- **What you are asked to do**: Count the lines in the data below that contain the string "upper". Reply with the number alone.

- **Data rows**:
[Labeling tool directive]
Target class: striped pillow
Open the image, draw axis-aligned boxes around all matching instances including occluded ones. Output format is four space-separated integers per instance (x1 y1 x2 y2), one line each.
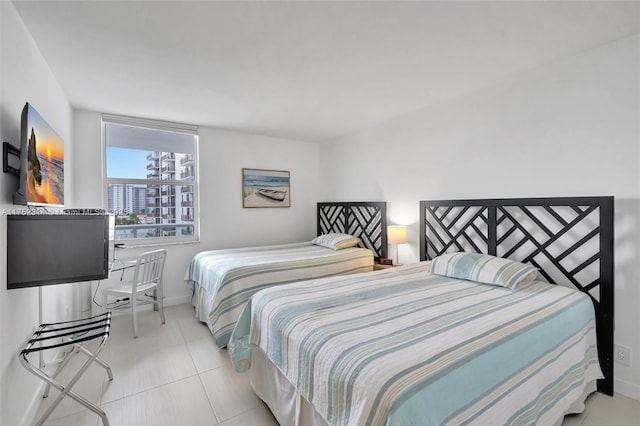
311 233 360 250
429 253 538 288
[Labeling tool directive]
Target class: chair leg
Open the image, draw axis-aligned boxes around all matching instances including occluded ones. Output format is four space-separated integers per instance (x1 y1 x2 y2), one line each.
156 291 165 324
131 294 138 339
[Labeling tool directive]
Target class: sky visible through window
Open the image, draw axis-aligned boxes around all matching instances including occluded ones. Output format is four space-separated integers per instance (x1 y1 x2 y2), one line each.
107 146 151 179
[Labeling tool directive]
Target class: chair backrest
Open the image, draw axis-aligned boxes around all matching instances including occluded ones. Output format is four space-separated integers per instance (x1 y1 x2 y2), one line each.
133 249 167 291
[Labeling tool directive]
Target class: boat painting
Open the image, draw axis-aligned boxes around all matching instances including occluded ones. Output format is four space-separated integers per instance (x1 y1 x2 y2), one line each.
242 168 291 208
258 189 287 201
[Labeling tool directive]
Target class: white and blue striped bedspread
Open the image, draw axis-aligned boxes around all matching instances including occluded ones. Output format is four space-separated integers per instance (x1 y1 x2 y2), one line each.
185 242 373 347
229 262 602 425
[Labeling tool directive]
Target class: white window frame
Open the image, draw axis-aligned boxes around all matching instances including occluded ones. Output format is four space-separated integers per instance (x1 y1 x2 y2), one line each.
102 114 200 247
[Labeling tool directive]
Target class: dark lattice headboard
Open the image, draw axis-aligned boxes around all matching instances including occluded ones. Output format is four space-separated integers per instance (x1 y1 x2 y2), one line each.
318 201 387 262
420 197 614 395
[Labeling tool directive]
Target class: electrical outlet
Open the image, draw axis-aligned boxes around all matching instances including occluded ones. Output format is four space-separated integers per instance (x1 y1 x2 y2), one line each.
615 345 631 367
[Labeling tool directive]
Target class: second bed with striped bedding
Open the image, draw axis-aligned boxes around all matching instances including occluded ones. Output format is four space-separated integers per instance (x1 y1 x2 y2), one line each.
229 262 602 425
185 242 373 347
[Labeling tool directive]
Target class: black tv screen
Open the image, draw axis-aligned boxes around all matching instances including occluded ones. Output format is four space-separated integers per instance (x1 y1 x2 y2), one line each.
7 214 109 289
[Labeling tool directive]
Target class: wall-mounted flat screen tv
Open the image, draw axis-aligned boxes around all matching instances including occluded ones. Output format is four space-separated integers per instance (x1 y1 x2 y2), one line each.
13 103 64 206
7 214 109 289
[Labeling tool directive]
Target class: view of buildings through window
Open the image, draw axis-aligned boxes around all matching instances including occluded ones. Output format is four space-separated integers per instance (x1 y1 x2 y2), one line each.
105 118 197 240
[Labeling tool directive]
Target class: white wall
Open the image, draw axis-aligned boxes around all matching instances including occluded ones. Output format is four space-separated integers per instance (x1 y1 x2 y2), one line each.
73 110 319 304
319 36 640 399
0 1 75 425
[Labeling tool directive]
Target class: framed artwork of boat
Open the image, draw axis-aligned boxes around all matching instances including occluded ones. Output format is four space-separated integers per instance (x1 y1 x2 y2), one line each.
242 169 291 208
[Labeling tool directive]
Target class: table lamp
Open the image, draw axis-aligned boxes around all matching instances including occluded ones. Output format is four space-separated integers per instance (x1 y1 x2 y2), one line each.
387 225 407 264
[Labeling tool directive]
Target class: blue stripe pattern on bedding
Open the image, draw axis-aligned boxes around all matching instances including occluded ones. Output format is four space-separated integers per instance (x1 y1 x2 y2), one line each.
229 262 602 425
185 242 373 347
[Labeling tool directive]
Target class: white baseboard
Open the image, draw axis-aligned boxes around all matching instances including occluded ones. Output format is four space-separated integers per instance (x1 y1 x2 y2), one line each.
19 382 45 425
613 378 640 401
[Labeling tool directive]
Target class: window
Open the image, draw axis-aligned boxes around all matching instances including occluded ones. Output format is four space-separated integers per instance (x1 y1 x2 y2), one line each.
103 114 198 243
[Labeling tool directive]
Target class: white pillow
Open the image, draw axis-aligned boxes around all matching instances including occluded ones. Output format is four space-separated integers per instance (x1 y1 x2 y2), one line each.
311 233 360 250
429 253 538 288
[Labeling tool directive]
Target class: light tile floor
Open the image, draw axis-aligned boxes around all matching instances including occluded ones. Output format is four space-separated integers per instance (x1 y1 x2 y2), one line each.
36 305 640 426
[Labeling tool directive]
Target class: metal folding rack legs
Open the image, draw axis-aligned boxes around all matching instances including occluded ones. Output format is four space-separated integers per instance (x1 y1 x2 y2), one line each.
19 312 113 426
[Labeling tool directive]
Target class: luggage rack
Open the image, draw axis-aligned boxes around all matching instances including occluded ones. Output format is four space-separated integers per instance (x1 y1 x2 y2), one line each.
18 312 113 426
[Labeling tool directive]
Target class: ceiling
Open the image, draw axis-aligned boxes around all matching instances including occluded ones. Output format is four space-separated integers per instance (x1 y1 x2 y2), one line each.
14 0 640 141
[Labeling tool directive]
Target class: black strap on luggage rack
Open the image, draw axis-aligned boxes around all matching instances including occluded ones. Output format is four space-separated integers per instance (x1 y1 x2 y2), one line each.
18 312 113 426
---
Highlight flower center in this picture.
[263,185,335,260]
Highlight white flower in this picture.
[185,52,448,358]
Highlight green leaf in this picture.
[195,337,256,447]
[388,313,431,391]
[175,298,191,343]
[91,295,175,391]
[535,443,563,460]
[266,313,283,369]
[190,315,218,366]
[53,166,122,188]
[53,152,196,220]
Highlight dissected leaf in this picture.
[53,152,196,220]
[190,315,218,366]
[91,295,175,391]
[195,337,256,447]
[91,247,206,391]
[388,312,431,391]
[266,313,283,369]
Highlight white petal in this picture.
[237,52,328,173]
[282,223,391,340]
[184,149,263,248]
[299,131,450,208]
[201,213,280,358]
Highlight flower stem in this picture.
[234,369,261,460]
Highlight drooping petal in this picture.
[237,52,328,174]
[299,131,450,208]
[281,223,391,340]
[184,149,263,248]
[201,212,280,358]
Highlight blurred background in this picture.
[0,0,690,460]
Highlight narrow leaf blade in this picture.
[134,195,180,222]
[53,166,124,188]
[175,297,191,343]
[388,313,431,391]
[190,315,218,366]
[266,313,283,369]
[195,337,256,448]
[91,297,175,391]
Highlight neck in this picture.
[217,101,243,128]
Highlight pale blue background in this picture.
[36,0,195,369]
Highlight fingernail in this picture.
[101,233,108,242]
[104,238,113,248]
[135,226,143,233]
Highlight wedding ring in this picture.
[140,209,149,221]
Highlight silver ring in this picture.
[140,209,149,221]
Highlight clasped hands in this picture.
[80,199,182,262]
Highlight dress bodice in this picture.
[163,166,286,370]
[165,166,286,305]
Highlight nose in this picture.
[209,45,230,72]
==
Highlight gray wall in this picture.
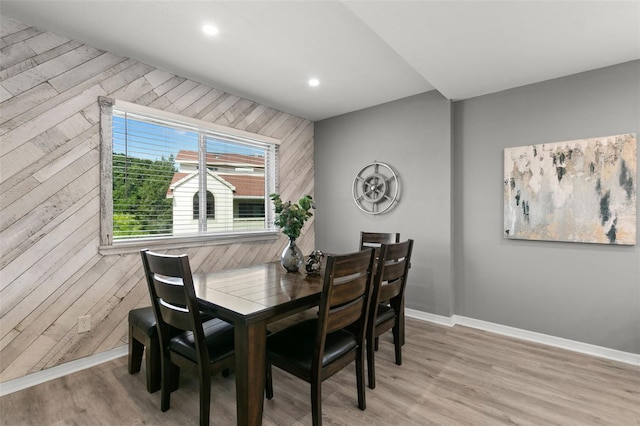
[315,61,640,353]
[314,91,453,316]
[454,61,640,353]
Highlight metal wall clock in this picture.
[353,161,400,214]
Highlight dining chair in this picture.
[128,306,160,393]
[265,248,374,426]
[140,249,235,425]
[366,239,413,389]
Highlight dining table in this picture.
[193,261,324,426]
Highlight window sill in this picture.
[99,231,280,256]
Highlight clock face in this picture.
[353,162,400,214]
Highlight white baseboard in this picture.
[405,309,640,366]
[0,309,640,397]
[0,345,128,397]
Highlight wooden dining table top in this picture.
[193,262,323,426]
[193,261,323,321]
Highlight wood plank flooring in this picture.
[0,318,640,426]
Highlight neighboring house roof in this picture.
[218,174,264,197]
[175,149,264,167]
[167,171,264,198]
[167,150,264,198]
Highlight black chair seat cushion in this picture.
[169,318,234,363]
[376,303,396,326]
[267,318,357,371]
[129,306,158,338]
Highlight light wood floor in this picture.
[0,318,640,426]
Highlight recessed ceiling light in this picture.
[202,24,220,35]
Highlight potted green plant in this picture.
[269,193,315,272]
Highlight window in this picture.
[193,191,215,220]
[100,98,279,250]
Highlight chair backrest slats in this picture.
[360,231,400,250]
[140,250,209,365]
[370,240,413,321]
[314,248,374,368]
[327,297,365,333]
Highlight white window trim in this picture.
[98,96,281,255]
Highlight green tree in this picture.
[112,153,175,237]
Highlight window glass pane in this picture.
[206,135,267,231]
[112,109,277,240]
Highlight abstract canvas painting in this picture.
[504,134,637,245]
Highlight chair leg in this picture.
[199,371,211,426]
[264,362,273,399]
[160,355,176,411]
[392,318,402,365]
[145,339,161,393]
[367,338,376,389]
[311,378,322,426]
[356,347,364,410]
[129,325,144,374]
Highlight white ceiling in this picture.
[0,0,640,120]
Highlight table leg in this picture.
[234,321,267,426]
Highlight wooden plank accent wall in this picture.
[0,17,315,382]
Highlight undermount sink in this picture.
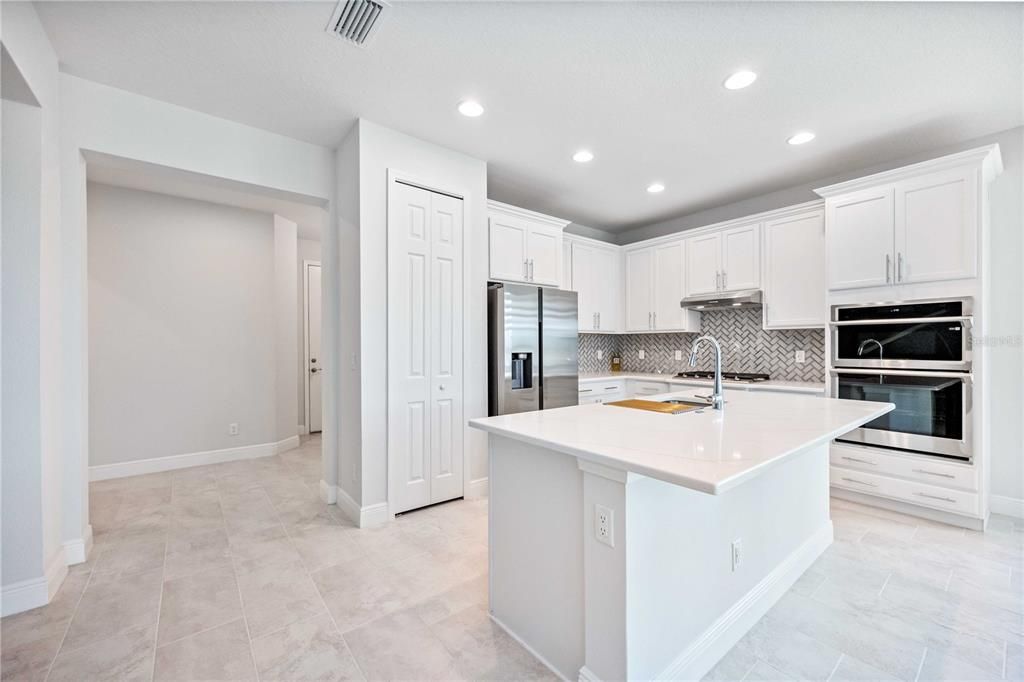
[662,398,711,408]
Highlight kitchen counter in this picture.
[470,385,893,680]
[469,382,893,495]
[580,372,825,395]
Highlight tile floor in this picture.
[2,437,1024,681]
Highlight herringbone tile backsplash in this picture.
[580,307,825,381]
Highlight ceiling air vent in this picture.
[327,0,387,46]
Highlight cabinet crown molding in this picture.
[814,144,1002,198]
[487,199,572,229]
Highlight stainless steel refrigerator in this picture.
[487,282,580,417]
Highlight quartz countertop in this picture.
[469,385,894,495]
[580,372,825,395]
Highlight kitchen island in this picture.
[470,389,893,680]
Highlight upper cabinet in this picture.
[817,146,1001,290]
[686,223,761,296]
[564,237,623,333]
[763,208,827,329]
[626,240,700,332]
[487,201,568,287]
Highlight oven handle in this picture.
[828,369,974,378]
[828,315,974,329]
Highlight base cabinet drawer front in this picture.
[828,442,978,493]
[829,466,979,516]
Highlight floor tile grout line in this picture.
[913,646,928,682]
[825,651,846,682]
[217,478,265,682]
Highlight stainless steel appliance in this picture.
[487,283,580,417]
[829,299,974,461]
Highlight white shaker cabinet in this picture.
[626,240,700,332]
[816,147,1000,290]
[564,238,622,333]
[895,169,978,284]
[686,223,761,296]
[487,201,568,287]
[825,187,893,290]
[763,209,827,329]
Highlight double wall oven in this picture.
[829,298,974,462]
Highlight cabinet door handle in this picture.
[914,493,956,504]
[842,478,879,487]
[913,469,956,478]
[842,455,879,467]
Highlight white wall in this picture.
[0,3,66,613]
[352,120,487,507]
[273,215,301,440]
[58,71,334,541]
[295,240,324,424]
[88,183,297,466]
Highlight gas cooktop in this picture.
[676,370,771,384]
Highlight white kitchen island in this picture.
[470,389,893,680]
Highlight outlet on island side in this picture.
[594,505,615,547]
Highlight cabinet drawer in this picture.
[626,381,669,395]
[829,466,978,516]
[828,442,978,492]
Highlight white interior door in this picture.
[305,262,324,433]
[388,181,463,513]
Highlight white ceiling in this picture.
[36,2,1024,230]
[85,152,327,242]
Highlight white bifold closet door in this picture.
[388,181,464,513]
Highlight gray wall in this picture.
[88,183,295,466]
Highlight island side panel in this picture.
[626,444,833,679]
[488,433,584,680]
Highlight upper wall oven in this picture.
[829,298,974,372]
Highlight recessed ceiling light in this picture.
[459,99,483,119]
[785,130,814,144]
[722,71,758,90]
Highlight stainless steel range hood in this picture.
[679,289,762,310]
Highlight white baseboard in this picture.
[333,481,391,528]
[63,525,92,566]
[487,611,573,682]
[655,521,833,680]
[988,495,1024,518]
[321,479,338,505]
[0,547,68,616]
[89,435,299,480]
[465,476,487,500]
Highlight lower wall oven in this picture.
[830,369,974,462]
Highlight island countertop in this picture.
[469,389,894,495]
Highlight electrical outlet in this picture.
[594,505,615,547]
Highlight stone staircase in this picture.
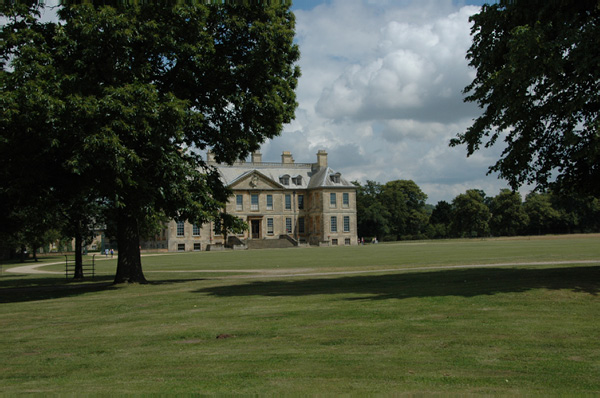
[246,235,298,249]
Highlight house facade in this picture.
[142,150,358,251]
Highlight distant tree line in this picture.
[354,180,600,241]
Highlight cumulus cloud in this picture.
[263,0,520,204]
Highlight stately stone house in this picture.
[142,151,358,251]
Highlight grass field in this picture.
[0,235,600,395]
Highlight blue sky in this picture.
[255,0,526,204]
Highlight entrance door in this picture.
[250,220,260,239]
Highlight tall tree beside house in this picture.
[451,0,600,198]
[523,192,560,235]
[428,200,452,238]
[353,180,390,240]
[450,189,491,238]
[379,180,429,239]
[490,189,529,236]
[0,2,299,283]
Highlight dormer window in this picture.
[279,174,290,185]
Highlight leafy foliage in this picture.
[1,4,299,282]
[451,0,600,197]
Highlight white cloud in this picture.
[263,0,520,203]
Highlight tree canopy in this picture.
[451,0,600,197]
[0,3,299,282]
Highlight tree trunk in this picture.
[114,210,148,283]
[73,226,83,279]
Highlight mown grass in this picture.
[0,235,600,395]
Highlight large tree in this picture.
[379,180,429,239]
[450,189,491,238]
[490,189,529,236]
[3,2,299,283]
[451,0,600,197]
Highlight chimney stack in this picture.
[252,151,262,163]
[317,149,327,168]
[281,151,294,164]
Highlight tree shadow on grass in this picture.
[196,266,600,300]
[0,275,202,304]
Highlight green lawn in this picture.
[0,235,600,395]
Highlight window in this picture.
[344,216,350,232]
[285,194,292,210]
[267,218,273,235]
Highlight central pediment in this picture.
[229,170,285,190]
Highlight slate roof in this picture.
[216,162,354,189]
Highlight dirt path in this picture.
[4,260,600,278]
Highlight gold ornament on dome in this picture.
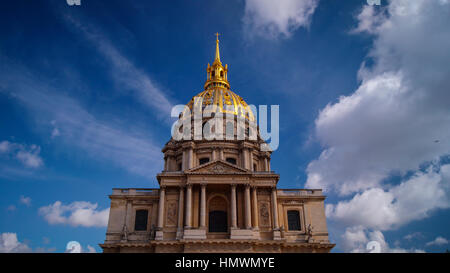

- **Exercise solution**: 2